» SHORT PROBLEM: Please write out the lines below word for word, starting with the first one and ending with the line that contains "[324,243,875,674]", both included.

» GIVEN DATA:
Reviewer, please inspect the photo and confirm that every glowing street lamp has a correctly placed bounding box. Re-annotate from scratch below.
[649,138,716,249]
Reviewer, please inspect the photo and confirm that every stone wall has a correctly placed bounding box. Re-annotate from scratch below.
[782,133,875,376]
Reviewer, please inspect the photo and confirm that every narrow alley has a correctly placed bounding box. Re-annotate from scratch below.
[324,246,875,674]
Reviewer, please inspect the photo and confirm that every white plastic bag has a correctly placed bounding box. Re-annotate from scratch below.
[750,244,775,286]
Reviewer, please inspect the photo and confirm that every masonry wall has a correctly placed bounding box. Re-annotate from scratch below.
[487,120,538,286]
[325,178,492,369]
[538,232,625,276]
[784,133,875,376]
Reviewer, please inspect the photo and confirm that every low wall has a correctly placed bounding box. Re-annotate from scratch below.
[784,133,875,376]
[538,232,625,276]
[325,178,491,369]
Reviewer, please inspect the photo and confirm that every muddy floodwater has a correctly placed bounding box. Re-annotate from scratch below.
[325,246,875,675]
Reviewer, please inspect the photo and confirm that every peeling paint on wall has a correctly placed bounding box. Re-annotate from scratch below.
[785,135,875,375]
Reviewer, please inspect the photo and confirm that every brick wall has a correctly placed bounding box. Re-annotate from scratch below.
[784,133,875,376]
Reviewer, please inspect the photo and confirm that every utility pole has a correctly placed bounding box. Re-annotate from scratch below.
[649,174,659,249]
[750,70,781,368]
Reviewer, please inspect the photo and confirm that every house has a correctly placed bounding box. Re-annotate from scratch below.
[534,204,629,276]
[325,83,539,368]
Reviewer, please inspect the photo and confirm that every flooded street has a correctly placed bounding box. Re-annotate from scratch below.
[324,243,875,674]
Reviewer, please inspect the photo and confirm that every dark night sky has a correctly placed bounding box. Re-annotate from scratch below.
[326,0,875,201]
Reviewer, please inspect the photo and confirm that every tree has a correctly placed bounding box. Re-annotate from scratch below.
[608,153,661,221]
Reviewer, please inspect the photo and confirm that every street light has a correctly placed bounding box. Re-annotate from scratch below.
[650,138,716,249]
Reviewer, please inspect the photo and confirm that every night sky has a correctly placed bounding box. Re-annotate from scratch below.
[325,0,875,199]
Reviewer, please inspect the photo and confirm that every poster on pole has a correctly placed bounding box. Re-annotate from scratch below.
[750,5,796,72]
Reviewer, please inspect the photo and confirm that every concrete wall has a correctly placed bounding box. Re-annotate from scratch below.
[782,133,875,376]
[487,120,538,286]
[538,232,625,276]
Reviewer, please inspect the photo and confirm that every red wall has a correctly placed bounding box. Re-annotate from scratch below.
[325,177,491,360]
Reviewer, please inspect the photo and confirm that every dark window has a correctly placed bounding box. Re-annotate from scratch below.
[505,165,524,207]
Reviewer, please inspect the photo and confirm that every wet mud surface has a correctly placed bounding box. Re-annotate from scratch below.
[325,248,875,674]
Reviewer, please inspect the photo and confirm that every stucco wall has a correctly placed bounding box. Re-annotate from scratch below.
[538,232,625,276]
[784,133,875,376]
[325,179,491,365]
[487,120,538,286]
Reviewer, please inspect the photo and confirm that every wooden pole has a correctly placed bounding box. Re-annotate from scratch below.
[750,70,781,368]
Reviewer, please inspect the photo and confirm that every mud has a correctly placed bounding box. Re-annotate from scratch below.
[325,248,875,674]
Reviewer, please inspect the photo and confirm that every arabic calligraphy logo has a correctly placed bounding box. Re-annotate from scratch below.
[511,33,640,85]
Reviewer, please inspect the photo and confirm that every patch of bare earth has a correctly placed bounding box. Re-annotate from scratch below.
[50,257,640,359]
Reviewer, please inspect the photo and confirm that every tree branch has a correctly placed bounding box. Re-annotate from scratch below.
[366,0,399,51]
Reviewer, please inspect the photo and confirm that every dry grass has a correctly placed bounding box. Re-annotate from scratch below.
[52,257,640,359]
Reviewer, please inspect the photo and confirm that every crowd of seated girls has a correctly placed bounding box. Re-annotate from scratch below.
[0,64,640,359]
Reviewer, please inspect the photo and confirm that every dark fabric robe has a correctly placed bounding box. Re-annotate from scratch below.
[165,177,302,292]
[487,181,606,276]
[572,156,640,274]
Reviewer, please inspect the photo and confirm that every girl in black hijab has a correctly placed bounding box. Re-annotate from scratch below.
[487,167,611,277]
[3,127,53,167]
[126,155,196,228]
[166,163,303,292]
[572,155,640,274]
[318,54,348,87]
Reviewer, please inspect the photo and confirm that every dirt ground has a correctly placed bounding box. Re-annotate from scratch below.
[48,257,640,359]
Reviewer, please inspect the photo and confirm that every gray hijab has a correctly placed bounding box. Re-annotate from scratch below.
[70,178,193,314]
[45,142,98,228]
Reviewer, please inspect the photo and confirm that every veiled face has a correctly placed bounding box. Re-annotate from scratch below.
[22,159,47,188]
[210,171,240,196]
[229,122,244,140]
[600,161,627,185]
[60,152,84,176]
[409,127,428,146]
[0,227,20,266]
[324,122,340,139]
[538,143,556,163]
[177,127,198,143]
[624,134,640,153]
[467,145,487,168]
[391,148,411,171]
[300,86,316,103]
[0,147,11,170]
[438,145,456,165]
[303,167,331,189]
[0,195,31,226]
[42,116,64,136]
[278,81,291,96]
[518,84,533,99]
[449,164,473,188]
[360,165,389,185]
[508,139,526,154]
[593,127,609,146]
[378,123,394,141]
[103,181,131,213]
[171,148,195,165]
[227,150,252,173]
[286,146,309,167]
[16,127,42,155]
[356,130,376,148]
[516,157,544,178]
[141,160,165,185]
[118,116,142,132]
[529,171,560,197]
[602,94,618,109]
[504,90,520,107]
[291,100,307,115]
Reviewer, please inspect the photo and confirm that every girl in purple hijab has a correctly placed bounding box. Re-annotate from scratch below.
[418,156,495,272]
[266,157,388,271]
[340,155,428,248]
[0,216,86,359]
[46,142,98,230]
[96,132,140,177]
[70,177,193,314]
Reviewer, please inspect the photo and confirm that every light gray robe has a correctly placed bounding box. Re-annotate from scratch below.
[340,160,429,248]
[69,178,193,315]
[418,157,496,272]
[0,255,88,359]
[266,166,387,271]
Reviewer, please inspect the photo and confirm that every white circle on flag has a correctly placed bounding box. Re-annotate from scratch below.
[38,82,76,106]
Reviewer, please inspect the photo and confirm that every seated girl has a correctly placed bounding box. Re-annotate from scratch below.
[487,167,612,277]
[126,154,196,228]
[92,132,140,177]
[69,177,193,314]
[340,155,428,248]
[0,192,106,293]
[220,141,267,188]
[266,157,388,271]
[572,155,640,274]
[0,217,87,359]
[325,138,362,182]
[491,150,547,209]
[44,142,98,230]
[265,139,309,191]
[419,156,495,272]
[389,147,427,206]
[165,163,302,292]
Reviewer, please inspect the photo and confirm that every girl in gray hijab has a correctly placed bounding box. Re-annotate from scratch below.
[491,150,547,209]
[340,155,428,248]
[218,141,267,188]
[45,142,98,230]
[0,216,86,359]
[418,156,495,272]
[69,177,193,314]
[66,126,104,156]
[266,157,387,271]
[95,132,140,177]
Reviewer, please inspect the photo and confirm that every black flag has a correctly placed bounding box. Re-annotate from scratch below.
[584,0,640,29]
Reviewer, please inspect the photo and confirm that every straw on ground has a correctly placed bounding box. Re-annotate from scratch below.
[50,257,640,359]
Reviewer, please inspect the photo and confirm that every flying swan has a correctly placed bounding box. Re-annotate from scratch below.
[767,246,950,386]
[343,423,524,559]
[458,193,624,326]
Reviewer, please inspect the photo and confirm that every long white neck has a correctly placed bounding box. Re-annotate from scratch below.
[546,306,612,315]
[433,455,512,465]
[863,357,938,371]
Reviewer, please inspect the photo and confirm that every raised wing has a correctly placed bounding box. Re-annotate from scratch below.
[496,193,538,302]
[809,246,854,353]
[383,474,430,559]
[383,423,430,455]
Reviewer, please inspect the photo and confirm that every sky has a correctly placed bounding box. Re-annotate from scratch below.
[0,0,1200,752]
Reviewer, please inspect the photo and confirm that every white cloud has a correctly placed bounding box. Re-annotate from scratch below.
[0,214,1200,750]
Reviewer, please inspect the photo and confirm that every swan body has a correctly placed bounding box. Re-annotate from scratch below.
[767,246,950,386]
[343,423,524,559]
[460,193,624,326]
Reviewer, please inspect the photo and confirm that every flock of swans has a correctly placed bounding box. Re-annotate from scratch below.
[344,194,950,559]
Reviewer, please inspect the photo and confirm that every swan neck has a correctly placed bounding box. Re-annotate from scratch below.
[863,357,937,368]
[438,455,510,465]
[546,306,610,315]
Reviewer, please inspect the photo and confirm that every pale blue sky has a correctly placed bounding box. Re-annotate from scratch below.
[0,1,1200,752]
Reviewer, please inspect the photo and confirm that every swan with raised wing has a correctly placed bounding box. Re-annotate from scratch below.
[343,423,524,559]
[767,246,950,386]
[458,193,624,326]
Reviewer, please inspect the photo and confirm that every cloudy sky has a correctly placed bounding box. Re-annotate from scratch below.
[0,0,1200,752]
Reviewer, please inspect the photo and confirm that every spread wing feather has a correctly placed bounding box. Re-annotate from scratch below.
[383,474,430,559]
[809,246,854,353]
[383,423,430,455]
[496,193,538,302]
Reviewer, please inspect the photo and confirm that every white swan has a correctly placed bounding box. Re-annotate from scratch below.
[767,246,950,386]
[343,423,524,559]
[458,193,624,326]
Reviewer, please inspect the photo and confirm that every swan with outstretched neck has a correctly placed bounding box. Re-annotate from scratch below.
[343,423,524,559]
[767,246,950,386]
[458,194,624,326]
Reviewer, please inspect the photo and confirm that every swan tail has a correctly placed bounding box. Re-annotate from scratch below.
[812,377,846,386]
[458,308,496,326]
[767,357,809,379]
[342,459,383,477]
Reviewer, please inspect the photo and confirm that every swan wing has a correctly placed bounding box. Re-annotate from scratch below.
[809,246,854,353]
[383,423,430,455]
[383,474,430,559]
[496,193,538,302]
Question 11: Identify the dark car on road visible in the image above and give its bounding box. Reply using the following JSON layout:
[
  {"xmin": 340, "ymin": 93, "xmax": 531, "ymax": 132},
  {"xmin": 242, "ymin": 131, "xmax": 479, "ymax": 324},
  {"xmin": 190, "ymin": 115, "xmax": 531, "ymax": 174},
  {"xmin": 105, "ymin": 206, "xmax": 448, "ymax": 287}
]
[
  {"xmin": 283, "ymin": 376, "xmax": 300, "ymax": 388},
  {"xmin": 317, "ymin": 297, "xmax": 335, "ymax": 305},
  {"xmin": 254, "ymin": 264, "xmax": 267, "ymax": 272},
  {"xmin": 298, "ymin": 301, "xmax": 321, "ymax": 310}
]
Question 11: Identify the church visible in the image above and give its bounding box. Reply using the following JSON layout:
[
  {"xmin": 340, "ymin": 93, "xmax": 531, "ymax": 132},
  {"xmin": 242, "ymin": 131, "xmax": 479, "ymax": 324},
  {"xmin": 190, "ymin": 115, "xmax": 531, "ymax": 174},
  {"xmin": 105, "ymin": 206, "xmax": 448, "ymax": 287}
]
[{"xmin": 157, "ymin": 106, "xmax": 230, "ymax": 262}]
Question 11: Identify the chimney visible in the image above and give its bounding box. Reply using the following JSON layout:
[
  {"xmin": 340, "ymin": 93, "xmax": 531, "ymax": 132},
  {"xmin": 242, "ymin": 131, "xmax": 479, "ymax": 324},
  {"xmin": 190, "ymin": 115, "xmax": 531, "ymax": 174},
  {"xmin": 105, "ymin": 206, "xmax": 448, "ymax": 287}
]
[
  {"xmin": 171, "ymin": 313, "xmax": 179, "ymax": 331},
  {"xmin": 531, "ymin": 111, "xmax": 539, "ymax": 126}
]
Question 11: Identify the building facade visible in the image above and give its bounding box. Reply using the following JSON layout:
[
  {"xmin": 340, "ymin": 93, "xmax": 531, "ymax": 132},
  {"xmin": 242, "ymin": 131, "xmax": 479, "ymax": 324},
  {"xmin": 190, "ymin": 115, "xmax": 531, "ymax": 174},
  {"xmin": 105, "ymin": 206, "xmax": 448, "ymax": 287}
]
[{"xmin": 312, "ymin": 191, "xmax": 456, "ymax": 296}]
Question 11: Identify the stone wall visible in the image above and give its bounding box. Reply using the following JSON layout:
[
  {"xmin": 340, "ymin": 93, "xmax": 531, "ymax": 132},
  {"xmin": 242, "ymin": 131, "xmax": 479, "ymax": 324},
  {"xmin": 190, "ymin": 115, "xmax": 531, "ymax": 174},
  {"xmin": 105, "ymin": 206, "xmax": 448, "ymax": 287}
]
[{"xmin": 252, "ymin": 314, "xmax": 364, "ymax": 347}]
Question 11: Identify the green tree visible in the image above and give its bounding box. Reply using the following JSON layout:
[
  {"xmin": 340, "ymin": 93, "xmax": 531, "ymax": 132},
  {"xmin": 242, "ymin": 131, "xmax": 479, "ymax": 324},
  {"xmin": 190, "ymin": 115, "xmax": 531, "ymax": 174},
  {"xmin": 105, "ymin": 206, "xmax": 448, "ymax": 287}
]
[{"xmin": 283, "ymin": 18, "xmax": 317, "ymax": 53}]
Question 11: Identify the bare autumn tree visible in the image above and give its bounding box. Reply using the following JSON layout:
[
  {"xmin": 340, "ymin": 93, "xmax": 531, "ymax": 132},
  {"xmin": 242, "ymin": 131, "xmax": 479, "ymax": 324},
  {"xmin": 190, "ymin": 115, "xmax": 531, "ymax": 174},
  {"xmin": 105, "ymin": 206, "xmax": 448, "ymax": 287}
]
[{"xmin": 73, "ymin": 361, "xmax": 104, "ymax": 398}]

» RESPONSE TO THE EXERCISE:
Reviewer, please inspect the photo and confirm that every glowing street lamp has a correctly placed bounding box. Re-annotate from scratch below.
[649,138,716,249]
Reviewer, please inspect the photo and confirm that every stone wall has a correctly placed bounding box. Re-annotate from scratch below.
[782,133,875,376]
Reviewer, please inspect the photo and confirm that every narrow alley has a correctly placed bounding box. Re-annotate from scratch below.
[324,246,875,674]
Reviewer, please inspect the photo and confirm that every white plastic bag has a correctly placed bounding box. Re-annotate from scratch below.
[750,244,775,286]
Reviewer, please inspect the photo and confirm that every masonry wall has a correctly placed bounding box. Re-annotate from scratch below.
[487,120,538,286]
[325,178,492,369]
[538,232,625,276]
[784,133,875,376]
Reviewer, please inspect the photo and confirm that every low wall has a correctly placed bounding box. Re-annotate from scratch below.
[784,133,875,376]
[538,232,625,276]
[325,178,491,369]
Reviewer, please inspect the photo and confirm that every muddy floodwater has a correctly placed bounding box. Re-annotate from scratch below.
[325,246,875,675]
Reviewer, please inspect the photo and confirm that every peeling paint on wall has a correctly placed bounding box. Re-annotate from scratch below.
[785,135,875,375]
Reviewer, please inspect the photo and confirm that every brick wall has a correctly placed bounding box. Re-annotate from scratch below.
[784,133,875,376]
Reviewer, please inspect the photo and confirm that every utility pole has a correctly placed bounding box. Re-annotate from scratch below.
[649,174,659,249]
[750,70,781,368]
Reviewer, please inspect the photo and confirm that every house has a correctly placed bounding box. Re-annotate from scratch below.
[534,204,629,276]
[325,83,539,368]
Reviewer, please inspect the photo and confirm that every flooded street has a correctly placed bounding box. Re-annotate from scratch below.
[324,243,875,674]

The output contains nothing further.